Texto proporcionado:
· · · · ·

Durante aquellos años Gints y yo realizábamos, junto con
otros cinco colegas, el mayor número de abortos de esta zona de Letonia. Yo
hacía, como promedio, uno al día.
Gints, además de ser mi esposo, era el Jefe de Departamento
del Hospital donde atendíamos cada año a cientos de mujeres que deseaban
abortar. Al mismo tiempo era diputado y formaba parte del consejo de
administración de varias empresas. “Nos iba bien”,
como suele decirse. Teníamos la suerte de trabajar juntos, ganábamos bastante
dinero y gozábamos de una cierta posición. Se cumplía en nuestras vidas uno de
sus grandes principios: “No hay nada que el
hombre sea incapaz de alcanzar con sus propias fuerzas cuando se lo propone de
verdad”.
Naturalmente, habíamos escuchado algunas críticas acerca de
nuestro trabajo, pero ni Gints ni yo, ni los cinco ginecólogos de nuestro
departamento, les hacíamos caso. Nos justificábamos interiormente diciéndonos
que actuábamos conforme a los criterios que nos habían enseñado en la Facultad de
Medicina. Es todo un proceso: al principio te repugna hacerlo, pero luego, a
medida que vas realizando abortos, el corazón se te endurece hasta que
adquieres una actitud cínica. Con frecuencia, tras realizar un aborto,
bromeábamos: “¡Después de esto nos vamos a
achicharrar en el fuego del infierno!”
Todo aquel mundo empezó a venirse abajo el día que comprobé
que Gints me había sido infiel con otra mujer. Sufrí mucho. No podía
entenderlo. ¡Teníamos dos hijos pequeños! Y llegó un momento en el que pensé que
la única solución posible era el divorcio.
Él me pedía perdón, y me decía que solo había sido una
aventura pasajera. No le creía; y sobre todo, no estaba dispuesta a perdonarle;
no podía perdonarle –pensaba- después de aquello. Discutíamos sin cesar, y en
los momentos de acaloramiento nos decíamos cosas terribles.
Él intentaba convencerme: “Silvija, te quiero; tenemos que arreglar esto, sea como sea. No
puedo perder a mi mujer, a mis hijos y a mi familia. Sois mi vida”.
Y nos encontramos los dos, por primera vez, con una situación que nos superaba
y que no lográbamos controlar con nuestras propias fuerzas.
Y también nuestro trabajo había entrado en crisis. Desde que
que nació nuestro primer hijo habíamos empezado a poner en tela de juicio desde
un punto de vista médico lo que nos habían enseñado en la Facultad sobre el
límite de las doce semanas, etcétera. Cada vez veíamos más claramente que
aquello no era un pedazo de carne, sino una verdadera criatura humana. Fue un
proceso muy duro, porque a nadie le resulta fácil reconocer que se ha
equivocado gravemente durante años.
Ese cambio de actitud no se produjo por motivos religiosos,
porque ni Gints ni yo éramos creyentes. No sabíamos nada de Dios, aunque a mí
me habían bautizado de pequeña en la Iglesia Católica. Tanto en la escuela como
en la Universidad habíamos recibido una formación radicalmente atea, de signo
marxista leninista, que habíamos asumido acríticamente, como la mayoría de los
jóvenes de nuestra generación.

· · · · ·

Datos enumerados:
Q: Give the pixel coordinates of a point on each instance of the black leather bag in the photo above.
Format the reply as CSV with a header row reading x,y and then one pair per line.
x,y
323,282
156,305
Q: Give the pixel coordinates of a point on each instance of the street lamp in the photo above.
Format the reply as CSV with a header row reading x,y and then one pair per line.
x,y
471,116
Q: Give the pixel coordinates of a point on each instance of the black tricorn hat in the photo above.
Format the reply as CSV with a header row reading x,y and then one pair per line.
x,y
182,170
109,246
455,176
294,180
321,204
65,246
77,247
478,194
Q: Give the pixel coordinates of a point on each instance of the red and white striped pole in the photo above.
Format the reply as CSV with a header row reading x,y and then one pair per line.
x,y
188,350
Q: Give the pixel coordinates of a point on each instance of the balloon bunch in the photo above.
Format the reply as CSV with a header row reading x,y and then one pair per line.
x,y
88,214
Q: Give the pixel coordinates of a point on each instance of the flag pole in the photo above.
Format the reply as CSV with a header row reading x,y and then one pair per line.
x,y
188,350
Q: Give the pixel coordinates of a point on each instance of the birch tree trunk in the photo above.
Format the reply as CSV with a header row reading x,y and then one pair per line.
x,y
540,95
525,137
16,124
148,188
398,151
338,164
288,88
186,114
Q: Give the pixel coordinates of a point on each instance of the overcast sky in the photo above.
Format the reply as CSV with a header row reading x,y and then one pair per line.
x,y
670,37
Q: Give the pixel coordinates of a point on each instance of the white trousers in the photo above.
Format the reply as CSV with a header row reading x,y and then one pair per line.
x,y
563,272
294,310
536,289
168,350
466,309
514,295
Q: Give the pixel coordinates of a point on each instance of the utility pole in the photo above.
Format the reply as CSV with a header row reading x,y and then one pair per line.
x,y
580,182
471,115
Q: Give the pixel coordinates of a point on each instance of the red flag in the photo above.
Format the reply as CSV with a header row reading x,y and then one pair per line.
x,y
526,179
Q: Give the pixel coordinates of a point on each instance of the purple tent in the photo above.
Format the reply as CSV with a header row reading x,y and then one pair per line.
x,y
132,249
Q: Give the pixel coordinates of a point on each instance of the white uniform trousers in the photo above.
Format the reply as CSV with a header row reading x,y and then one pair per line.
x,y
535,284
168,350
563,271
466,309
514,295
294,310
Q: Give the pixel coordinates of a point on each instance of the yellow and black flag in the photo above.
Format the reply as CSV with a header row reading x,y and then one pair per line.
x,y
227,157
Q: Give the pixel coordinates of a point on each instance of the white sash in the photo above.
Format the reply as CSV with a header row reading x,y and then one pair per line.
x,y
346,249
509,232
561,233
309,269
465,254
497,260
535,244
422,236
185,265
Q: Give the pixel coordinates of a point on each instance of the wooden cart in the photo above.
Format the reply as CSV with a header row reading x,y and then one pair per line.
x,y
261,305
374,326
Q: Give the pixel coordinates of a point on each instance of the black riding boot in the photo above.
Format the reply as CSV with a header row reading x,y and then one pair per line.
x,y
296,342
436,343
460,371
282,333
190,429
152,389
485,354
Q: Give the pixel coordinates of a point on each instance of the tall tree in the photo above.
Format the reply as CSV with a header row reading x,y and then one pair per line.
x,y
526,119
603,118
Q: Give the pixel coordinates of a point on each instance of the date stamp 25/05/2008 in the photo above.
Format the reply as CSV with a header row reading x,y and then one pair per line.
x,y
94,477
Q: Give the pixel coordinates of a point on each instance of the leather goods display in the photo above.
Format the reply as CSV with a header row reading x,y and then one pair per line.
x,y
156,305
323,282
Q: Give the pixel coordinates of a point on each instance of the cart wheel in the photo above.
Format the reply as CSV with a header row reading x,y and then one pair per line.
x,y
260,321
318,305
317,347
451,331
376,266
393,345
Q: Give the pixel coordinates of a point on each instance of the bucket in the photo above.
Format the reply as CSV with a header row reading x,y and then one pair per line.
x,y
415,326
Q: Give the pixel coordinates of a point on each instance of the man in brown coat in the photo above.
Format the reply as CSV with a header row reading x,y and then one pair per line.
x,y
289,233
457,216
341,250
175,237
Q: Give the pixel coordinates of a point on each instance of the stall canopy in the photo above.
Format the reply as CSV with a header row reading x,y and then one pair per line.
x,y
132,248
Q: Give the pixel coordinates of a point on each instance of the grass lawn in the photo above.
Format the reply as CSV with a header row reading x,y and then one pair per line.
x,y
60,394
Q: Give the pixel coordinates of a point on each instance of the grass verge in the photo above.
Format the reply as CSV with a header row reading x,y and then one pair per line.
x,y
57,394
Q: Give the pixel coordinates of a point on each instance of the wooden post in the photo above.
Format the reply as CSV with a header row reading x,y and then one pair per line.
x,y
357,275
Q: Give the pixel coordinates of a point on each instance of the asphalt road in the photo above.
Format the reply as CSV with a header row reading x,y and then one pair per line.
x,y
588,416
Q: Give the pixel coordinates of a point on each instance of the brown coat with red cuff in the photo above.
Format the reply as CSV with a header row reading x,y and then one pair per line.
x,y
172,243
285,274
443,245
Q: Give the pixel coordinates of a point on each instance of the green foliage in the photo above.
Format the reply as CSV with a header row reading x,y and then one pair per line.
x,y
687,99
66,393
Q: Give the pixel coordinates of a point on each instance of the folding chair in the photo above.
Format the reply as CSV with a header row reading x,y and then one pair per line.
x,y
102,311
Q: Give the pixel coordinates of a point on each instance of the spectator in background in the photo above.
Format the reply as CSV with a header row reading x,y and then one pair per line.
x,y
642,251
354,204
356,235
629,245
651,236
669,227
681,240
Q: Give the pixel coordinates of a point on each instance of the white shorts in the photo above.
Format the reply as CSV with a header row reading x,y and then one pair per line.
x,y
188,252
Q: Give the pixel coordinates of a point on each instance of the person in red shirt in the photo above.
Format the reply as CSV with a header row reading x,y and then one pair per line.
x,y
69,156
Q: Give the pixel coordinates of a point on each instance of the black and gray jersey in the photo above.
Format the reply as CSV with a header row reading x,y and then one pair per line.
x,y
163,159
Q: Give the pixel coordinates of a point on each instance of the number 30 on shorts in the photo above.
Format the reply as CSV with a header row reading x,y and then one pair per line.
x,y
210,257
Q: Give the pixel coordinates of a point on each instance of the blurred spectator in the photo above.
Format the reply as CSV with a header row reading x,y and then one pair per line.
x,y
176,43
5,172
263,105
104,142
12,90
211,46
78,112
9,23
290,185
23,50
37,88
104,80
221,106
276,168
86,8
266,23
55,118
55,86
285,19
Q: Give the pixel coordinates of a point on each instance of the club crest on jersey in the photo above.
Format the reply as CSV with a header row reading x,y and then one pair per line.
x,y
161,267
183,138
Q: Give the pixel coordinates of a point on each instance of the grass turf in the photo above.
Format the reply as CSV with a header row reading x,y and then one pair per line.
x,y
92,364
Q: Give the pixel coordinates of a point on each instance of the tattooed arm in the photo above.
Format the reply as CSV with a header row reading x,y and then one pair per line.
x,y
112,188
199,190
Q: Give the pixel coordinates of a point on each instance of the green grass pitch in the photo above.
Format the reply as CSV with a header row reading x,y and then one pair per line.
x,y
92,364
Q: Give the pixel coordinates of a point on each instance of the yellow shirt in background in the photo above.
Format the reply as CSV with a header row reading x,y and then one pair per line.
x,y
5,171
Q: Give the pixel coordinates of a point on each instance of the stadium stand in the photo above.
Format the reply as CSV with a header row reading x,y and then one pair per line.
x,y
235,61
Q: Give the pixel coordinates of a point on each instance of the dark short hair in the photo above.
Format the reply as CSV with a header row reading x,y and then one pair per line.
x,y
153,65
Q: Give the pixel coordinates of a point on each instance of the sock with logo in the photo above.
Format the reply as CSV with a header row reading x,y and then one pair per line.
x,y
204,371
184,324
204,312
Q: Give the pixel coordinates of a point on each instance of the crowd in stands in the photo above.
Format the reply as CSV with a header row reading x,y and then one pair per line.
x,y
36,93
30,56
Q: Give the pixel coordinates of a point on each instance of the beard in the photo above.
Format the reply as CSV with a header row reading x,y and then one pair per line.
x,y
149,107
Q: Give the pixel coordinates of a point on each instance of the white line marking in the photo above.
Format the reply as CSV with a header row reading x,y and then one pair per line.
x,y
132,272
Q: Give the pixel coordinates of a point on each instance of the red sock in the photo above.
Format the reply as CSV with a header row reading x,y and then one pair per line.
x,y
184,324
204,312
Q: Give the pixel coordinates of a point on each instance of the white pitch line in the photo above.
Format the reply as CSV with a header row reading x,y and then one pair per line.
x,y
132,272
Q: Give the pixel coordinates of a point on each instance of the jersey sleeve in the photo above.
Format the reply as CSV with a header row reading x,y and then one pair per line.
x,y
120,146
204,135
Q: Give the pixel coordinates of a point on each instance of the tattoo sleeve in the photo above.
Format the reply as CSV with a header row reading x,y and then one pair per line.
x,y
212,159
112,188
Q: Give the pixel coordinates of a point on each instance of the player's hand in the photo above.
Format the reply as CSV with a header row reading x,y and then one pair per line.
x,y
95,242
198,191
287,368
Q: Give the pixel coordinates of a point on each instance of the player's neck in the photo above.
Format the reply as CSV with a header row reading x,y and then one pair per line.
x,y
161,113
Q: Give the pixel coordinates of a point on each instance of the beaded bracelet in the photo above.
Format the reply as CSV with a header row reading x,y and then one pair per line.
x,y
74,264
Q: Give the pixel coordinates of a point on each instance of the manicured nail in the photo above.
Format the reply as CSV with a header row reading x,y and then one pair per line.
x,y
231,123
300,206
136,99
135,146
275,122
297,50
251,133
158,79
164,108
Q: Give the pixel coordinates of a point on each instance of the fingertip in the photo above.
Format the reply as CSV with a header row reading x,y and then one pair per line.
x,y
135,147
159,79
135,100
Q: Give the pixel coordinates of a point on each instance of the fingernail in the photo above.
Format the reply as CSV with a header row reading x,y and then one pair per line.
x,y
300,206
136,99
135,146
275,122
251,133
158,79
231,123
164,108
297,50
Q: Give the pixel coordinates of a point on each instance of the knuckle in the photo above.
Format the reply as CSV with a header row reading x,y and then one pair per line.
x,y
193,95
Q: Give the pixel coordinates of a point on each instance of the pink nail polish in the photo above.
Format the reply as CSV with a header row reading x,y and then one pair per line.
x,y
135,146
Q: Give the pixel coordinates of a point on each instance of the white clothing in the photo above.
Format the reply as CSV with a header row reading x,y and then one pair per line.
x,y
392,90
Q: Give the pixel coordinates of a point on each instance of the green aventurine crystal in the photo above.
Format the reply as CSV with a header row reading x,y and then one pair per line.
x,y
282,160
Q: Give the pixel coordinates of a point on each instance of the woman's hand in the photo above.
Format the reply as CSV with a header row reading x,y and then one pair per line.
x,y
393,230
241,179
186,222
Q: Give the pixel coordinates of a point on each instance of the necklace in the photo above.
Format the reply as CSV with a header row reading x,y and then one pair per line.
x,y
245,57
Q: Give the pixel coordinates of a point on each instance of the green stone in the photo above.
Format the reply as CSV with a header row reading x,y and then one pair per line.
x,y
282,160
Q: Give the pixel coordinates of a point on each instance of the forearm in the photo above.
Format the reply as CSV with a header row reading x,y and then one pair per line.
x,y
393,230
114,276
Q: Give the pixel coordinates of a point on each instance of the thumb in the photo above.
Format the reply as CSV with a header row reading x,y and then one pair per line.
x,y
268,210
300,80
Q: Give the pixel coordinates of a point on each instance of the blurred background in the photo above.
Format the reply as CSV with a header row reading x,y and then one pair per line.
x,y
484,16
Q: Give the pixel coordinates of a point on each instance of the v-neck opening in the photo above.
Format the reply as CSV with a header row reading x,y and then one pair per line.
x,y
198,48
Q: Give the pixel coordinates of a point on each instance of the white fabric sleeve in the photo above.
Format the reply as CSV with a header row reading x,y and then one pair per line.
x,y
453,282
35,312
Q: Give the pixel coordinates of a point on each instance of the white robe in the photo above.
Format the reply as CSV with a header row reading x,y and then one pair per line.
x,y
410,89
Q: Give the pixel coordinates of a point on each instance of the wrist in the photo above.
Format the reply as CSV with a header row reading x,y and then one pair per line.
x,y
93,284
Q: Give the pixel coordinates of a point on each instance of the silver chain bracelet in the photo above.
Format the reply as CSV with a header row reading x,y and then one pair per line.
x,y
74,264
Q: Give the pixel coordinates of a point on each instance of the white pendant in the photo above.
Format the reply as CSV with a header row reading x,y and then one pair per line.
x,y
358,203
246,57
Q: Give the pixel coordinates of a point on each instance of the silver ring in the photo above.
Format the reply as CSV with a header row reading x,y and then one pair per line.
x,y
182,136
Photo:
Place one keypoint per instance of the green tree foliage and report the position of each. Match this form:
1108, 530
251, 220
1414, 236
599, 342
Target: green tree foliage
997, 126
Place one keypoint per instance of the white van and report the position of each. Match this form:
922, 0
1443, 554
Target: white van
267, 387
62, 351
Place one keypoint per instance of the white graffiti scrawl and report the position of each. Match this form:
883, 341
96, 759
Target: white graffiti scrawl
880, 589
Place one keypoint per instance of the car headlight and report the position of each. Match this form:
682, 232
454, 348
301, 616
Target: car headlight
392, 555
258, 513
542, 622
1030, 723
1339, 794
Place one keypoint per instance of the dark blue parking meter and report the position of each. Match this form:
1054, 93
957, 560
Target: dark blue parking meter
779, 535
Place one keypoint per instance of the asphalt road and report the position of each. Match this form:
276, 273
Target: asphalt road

· · · · ·

Qué hacer:
[a] Transcribe sin cambios el pasaje del testimonio sobre los abortos en Letonia, empezando en "Todo aquel mundo" y terminando en "nuestras propias fuerzas.".
[b] Resume en dos oraciones el testimonio sobre los abortos en Letonia.
[c] Prosigue con el testimonio sobre los abortos en Letonia a partir del punto en que se detiene.
Los datos no intervienen en nada de esto.

Respuestas del ejercicio:
[a]
Todo aquel mundo empezó a venirse abajo el día que comprobé
que Gints me había sido infiel con otra mujer. Sufrí mucho. No podía
entenderlo. ¡Teníamos dos hijos pequeños! Y llegó un momento en el que pensé que
la única solución posible era el divorcio.
Él me pedía perdón, y me decía que solo había sido una
aventura pasajera. No le creía; y sobre todo, no estaba dispuesta a perdonarle;
no podía perdonarle –pensaba- después de aquello. Discutíamos sin cesar, y en
los momentos de acaloramiento nos decíamos cosas terribles.
Él intentaba convencerme: “Silvija, te quiero; tenemos que arreglar esto, sea como sea. No
puedo perder a mi mujer, a mis hijos y a mi familia. Sois mi vida”.
Y nos encontramos los dos, por primera vez, con una situación que nos superaba
y que no lográbamos controlar con nuestras propias fuerzas.

[b] Silvija y su esposo Gints, jefe de departamento del hospital, realizaban con otros cinco colegas el mayor número de abortos de su zona de Letonia, ganaban bastante dinero y desoían las críticas justificándose con lo aprendido en la Facultad de Medicina. Todo empezó a venirse abajo cuando ella comprobó la infidelidad de Gints, y además, desde el nacimiento de su primer hijo, ambos fueron viendo que aquello era una verdadera criatura humana, un cambio que no se debió a motivos religiosos, pues ninguno de los dos era creyente.

[c]
Yo solo había oído hablar de Dios a mi abuela, que me
recordaba cuando era pequeña:
-No te olvides,
Silvija: Dios te está mirando. Dios te ve siempre. Actúa de forma que le
agrades.
Mi abuela era muy cariñosa conmigo, pero hacía algo que me
desconcertaba: cuando comenzaba a rezar el Rosario, sentada en su sillón y
sonriéndome, yo le pedía que jugara conmigo. Ella, tan solícita siempre, me
hacía esperar hasta que terminaba. Mientras tanto, yo le insistía una y otra
vez:
-Abuela, mira esto…
-Espera unos minutitos,
Silvija –decía siempre, en voz baja-, que ahora estoy rezando a la Virgen por ti.
Un día, cuando estábamos en plena crisis matrimonial, me
sucedió algo humanamente inexplicable. “Tengo que encontrar
a Dios”, pensé.
Siempre que cuento esto me suelen mirar como diciéndome: “Silvija, te has saltado un capítulo de la historia”.
Pero fue así: de pronto, Dios se hizo presente en mi vida y en la de Gints.
Él se puso en contacto por correo electrónico con un pastor
luterano muy conocido en Letonia, que le aconsejó que leyera los Evangelios. Yo
también lo hice, y empezamos a comentarlo entre nosotros. Eran las únicas
conversaciones que no acababan en discusión.
Un día el pastor le hizo ver que debía dejar de hacer abortos
definitivamente. Me lo comentó y estuve de acuerdo. Pero no nos podíamos conformar
con eso. Pensamos que además debíamos pedir que otros los hicieran. Hablamos
con los cinco ginecólogos que nos ayudaban y decidieron dejar de hacerlos.
Ninguno de ellos era creyente.
Mientras tanto había ido naciendo dentro de mi alma un afán
que pocos años atrás me hubiera parecido absurdo, extraño, incomprensible: el
deseo de comulgar.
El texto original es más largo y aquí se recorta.